Lines from the one containing "Please provide the mask of every instance of the orange" through the final line of the records below are needed, copied exactly, with no pictures.
BEGIN Given records
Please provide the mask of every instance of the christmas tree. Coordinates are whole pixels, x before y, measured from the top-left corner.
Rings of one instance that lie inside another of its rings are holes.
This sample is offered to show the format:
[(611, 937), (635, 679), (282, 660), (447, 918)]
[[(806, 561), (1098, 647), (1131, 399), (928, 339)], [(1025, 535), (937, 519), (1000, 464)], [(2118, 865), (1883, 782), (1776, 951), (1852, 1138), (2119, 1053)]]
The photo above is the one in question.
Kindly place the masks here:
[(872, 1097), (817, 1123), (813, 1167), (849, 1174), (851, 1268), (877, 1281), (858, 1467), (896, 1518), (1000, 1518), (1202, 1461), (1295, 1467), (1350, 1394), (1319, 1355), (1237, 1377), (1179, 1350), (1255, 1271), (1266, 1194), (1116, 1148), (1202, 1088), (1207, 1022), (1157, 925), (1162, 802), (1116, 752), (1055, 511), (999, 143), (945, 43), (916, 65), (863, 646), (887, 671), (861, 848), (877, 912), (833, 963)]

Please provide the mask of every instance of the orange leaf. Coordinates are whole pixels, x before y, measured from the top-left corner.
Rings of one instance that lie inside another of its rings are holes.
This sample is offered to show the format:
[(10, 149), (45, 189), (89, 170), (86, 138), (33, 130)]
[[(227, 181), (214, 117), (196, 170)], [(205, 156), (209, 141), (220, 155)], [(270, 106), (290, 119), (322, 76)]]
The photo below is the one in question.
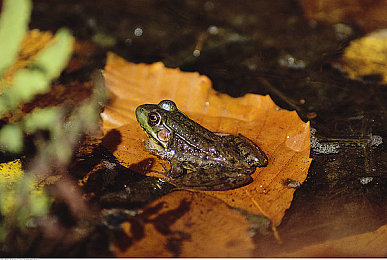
END Given records
## Result for this task
Please provide the mask of every instance of the orange leaf. Coordinates are whole pixels, x before y, measured from the top-left corner.
Rings of one instance that lie inside another of its rings are holes.
This sample is offered to show the format:
[(10, 149), (45, 189), (89, 170), (86, 138), (33, 130)]
[[(227, 181), (214, 117), (196, 170)], [(205, 156), (209, 141), (220, 155)], [(270, 106), (290, 119), (322, 76)]]
The photo below is the one in question.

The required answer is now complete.